▶ [THE TASK] Print the following listing line for line, with no changes.

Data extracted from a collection
*-*-*

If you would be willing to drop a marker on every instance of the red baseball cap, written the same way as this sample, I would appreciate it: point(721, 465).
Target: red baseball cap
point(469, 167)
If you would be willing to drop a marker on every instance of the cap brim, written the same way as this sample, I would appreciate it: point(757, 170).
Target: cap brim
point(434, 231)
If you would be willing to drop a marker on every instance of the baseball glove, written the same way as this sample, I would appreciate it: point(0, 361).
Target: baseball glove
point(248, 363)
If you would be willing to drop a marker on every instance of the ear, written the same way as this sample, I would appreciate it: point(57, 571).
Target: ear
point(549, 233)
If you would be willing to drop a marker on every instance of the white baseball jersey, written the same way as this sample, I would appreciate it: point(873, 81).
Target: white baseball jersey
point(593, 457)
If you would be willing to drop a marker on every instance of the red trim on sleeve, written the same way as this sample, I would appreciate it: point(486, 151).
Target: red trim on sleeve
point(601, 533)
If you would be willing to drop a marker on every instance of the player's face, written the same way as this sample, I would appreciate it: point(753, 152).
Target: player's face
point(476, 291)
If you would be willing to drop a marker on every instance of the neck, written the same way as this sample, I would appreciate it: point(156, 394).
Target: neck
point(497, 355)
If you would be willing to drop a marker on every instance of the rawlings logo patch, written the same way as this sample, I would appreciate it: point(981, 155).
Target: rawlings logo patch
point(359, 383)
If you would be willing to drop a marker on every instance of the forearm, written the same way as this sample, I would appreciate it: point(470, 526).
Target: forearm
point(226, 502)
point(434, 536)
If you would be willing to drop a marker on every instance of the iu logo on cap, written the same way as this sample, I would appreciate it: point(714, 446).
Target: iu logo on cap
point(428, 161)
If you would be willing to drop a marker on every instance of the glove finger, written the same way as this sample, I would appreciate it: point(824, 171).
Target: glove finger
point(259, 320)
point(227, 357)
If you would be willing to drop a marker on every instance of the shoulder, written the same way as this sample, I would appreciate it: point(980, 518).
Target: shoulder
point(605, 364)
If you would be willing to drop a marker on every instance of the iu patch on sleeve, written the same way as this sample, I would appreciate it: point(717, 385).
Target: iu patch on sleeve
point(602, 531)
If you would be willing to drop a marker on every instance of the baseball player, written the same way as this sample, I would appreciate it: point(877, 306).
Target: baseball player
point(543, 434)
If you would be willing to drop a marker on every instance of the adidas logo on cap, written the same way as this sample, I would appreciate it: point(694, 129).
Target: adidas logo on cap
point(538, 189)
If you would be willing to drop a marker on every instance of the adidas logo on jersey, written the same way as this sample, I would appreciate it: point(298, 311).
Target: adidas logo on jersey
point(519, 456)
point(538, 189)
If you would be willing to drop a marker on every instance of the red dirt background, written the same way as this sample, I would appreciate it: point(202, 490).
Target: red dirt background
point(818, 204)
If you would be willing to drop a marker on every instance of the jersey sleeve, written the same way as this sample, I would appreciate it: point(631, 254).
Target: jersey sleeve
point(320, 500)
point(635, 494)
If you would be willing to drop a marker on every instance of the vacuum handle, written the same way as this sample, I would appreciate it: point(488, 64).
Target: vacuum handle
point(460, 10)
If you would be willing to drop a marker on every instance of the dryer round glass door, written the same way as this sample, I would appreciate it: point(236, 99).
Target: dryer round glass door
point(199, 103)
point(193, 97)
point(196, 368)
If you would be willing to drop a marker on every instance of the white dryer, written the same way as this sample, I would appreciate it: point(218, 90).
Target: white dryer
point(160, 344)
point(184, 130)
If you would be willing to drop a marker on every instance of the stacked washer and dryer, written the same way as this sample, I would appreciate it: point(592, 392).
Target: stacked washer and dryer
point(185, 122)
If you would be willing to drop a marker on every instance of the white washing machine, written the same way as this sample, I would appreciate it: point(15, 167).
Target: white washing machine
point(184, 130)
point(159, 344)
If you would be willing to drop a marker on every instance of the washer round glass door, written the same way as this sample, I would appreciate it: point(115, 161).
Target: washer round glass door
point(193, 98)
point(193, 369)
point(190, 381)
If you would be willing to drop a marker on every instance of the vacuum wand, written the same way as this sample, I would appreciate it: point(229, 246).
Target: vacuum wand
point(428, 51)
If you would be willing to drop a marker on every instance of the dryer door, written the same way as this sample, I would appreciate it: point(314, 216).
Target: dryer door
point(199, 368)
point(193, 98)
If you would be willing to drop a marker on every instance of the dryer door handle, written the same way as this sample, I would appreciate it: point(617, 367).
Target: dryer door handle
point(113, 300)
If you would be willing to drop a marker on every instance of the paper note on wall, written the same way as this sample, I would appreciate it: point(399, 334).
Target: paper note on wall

*-*-*

▶ [OUTPUT BELOW]
If you would be willing to drop a marker on every instance of the red baseball cap, written the same way as this sample, I would appreciate it: point(721, 465).
Target: red baseball cap
point(469, 167)
If you would be willing to drop a marker on every instance of the cap brim, written the same way as this sample, I would appreciate it: point(757, 170).
Target: cap brim
point(434, 231)
If you would be willing to drop a marker on every instance of the baseball glove, written the same way as this sample, I would appreciate it: point(0, 361).
Target: baseball glove
point(248, 363)
If you would be willing to drop a marker on every instance of the ear, written the same way as this sample, I would appreciate it: point(57, 571).
Target: ear
point(549, 233)
If you would be willing to drop a marker on every instance of the white baseball jersey, written the same way as this sample, I would appreciate it: point(873, 81).
Target: white baseball jersey
point(593, 457)
If you would be willing to drop a marker on every instance of the red trim on sleeve, written the same way as this sample, I would appreciate it: point(486, 151).
Target: red trim on sleeve
point(601, 533)
If you would be willing to drop a marker on every instance of the player's face, written the same way as this sample, I would appreciate it: point(753, 152).
Target: player's face
point(476, 291)
If you would be willing to drop a marker on every instance of the neck, written the same way as this sample, I would appreciate it: point(156, 394).
Target: neck
point(497, 355)
If you would be willing to drop a marker on every instance of the rawlings logo patch, written the same way as this sample, I would appreciate it: point(981, 155).
Target: rawlings logo patch
point(359, 383)
If you would be willing to drop a marker on every instance of the forearm, written the same way as this sample, I would appreciate it: point(470, 526).
Target: forearm
point(226, 502)
point(434, 536)
If you would be willing to drop a marker on every instance of the iu logo on cap, written the same way as this sample, I would appreciate it: point(714, 446).
Target: iu logo on cap
point(428, 161)
If you would be willing to drop a marker on every instance of the glove finger, written the same way as this sample, I would appreciate it: point(824, 171).
Target: glove finger
point(259, 320)
point(227, 357)
If you would be willing to drop a marker on every instance of the shoulder, written the same way as this sample, I would appreciate it: point(980, 518).
Target: shoulder
point(605, 364)
If you would be willing to drop a marker on every instance of the iu patch on sleeve, written the same way as this sample, I would appreciate it: point(717, 385).
Target: iu patch on sleeve
point(602, 531)
If you would be willing to drop a marker on every instance of the baseball player, written the same way as this sample, I would appreciate it: point(877, 306).
Target: baseball player
point(543, 434)
If you would be willing to drop a marker on every instance of the adidas logo on cap, written the same way as this sample, I would appreciate it: point(694, 129).
Target: adidas logo on cap
point(538, 189)
If you would be willing to drop a marker on every instance of the adidas logo on jersey, written the same way as this sample, I would appreciate it: point(298, 311).
Target: adidas logo on jersey
point(519, 456)
point(538, 189)
If you would be willing to drop a marker on every instance of the red dirt background, written the same way as this sample, I would appreciate it: point(202, 490).
Target: red dirt background
point(818, 204)
If you would be willing to drop a marker on every instance of the jersey sleeve, written the same way as this sample, I would appreciate it: point(631, 254).
Target: jersey sleeve
point(320, 500)
point(635, 494)
If you would be willing to drop a marker on every instance of the vacuum handle, written the same way as this sample, I would appreciate it: point(488, 64).
Target: vacuum handle
point(460, 10)
If you would be willing to drop a marker on every instance of the dryer round glass door, written the same way as this sample, I would appreciate it: point(236, 99).
Target: dryer round glass door
point(199, 103)
point(193, 97)
point(196, 368)
If you would be willing to drop a marker on every instance of the white dryer, written the same way as this sample, I would appreciate it: point(218, 90).
Target: white dryer
point(160, 344)
point(184, 130)
If you would be willing to drop a marker on every instance of the stacked washer and dryer, written the same way as this sample, I would appreciate it: point(592, 392).
Target: stacked washer and dryer
point(185, 122)
If you would be willing to drop a marker on every instance of the white washing machine, written the same way as this sample, I would appreciate it: point(15, 167).
Target: white washing machine
point(184, 130)
point(159, 344)
If you would be willing to drop a marker on every instance of the washer round glass door, written the same way as this sample, I would appreciate it: point(115, 161).
Target: washer round glass door
point(193, 98)
point(193, 369)
point(190, 381)
If you would be willing to drop a marker on every instance of the vacuum wand, written the same way as this sample, I would appreciate it: point(229, 246).
Target: vacuum wand
point(428, 51)
If you would be willing to drop a marker on every instance of the dryer door, written the same way as this sample, I would appreciate it: point(314, 216).
Target: dryer door
point(199, 368)
point(193, 98)
If you would be willing to drop a marker on every instance of the dryer door handle, written the same way as this sample, I would appreciate it: point(617, 367).
Target: dryer door handle
point(113, 300)
If you would be willing to drop a marker on every instance of the paper note on wall, written the same way as this sample, I would appreciate it: point(399, 334).
Target: paper note on wall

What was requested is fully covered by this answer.